Go through the listing below and gather every line with the word "vest".

## SUPPLIED DATA

● ● ●

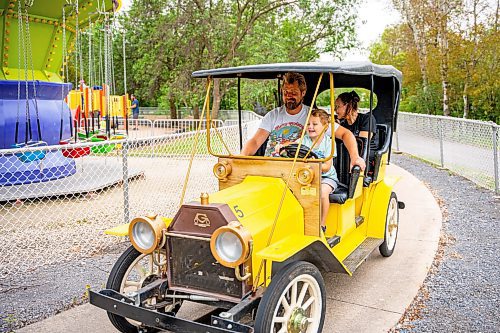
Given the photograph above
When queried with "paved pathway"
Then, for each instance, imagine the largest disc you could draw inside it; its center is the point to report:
(372, 300)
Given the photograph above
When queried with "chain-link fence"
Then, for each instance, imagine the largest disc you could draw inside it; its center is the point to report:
(468, 147)
(56, 201)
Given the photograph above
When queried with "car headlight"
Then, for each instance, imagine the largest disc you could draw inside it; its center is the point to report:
(222, 170)
(146, 233)
(230, 244)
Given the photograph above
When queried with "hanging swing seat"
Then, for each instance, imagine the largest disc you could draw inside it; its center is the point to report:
(73, 152)
(30, 156)
(84, 136)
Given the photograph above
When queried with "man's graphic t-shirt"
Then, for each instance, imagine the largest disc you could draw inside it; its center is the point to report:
(283, 127)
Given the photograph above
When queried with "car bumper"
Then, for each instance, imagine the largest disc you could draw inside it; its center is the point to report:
(118, 304)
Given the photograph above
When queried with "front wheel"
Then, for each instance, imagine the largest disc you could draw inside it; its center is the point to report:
(294, 302)
(132, 271)
(391, 227)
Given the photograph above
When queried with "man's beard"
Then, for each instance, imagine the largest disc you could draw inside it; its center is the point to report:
(292, 104)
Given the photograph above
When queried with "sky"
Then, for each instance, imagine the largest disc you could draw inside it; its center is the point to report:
(374, 17)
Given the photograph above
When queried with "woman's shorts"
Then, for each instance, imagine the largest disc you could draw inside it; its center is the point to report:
(332, 183)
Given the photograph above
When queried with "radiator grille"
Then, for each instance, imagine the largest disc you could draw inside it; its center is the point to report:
(192, 266)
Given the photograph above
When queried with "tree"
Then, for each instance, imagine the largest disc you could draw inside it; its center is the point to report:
(171, 39)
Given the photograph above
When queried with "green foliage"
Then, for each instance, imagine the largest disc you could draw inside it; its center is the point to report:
(168, 40)
(472, 59)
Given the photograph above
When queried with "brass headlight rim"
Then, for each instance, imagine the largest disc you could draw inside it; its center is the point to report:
(243, 235)
(227, 170)
(309, 179)
(154, 225)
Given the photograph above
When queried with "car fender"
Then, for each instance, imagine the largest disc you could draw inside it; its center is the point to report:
(378, 206)
(299, 247)
(122, 229)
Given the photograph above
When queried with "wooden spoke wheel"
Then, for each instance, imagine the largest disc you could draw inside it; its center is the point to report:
(294, 302)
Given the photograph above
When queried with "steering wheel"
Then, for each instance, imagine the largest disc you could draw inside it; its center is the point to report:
(290, 150)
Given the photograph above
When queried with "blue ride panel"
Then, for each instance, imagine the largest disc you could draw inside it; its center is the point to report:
(16, 170)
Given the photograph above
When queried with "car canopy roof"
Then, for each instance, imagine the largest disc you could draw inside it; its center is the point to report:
(352, 74)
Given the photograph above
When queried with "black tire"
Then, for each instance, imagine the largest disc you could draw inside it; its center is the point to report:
(271, 308)
(115, 280)
(391, 229)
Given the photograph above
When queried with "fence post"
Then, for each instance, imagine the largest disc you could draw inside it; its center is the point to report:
(441, 150)
(495, 158)
(126, 208)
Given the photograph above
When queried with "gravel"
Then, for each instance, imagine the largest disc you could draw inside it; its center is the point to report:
(50, 289)
(462, 291)
(460, 294)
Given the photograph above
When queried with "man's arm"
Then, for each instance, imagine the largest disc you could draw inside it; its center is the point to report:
(255, 142)
(352, 147)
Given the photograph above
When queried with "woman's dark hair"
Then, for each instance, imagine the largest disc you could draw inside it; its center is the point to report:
(351, 99)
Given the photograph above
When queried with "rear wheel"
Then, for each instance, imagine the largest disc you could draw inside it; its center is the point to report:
(391, 227)
(294, 302)
(132, 271)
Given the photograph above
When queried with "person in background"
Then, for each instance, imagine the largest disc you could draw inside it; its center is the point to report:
(135, 112)
(346, 107)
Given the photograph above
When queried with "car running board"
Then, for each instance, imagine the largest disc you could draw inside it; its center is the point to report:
(332, 241)
(359, 255)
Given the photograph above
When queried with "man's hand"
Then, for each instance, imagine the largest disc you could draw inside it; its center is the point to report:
(358, 161)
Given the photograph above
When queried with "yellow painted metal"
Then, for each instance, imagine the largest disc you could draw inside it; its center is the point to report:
(255, 202)
(122, 230)
(340, 219)
(118, 106)
(285, 248)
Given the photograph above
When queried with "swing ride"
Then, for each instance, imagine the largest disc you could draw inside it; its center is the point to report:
(40, 105)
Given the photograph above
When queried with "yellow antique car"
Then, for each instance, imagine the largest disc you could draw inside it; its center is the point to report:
(254, 250)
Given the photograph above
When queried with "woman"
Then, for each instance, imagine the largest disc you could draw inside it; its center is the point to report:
(346, 107)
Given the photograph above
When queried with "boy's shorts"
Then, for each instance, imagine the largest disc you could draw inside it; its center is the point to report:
(332, 183)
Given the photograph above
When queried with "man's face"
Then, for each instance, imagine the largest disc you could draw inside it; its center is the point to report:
(292, 96)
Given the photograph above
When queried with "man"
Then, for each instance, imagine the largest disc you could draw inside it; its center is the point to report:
(284, 124)
(135, 111)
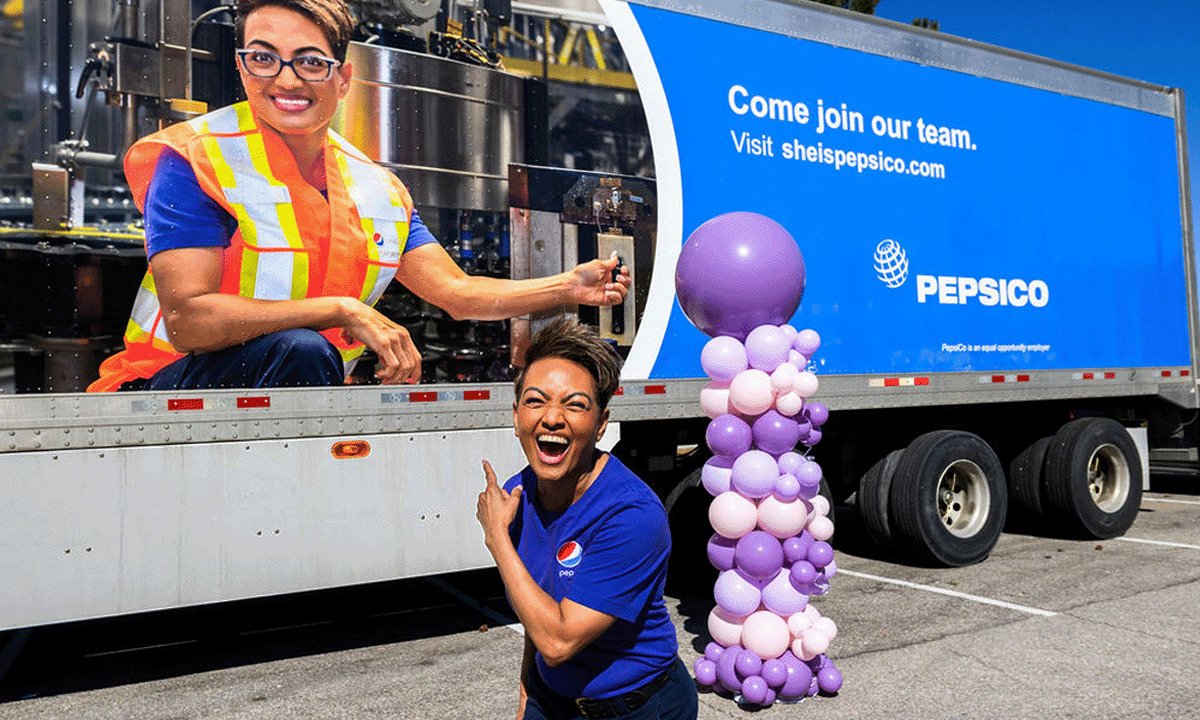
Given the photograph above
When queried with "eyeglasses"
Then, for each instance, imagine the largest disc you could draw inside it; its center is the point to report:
(310, 69)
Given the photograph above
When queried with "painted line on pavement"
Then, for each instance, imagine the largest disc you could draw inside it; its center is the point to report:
(951, 593)
(1147, 499)
(1163, 543)
(474, 605)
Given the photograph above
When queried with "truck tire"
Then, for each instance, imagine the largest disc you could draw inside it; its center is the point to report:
(948, 498)
(1093, 477)
(874, 490)
(1026, 477)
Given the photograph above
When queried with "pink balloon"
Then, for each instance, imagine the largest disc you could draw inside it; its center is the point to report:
(705, 671)
(784, 377)
(714, 399)
(813, 642)
(724, 627)
(826, 625)
(766, 635)
(821, 527)
(789, 403)
(781, 519)
(736, 594)
(767, 347)
(798, 622)
(732, 515)
(750, 393)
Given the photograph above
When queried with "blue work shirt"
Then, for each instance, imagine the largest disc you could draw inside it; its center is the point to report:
(607, 551)
(179, 214)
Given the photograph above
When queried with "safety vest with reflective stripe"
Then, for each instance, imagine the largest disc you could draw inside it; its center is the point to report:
(289, 241)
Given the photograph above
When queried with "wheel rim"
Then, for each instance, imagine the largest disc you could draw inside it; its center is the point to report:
(964, 501)
(1108, 478)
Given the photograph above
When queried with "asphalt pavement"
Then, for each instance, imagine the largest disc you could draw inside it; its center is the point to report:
(1045, 628)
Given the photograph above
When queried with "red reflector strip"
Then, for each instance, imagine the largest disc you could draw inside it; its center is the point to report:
(255, 402)
(191, 403)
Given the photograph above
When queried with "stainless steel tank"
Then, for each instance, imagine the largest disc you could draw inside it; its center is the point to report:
(447, 129)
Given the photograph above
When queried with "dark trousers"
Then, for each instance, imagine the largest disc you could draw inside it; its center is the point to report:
(675, 701)
(285, 359)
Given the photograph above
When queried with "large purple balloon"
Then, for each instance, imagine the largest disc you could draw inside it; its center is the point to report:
(775, 433)
(721, 551)
(737, 271)
(759, 555)
(755, 474)
(727, 675)
(729, 436)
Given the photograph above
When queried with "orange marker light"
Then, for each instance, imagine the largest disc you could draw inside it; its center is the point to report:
(348, 449)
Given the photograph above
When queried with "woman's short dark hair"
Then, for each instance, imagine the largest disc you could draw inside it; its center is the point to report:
(570, 340)
(331, 16)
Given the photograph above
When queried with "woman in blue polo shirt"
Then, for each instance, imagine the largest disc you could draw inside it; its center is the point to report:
(582, 547)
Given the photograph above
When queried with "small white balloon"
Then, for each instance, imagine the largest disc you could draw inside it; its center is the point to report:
(789, 403)
(714, 399)
(807, 384)
(827, 627)
(750, 393)
(784, 377)
(820, 505)
(821, 527)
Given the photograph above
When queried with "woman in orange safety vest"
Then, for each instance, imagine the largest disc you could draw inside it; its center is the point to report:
(312, 233)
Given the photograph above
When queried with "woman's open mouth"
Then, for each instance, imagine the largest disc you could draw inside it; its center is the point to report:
(551, 449)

● ● ●

## TASK RESULT
When queried with "safety vest with reflective stripe"
When queried with "woman in orange safety vest"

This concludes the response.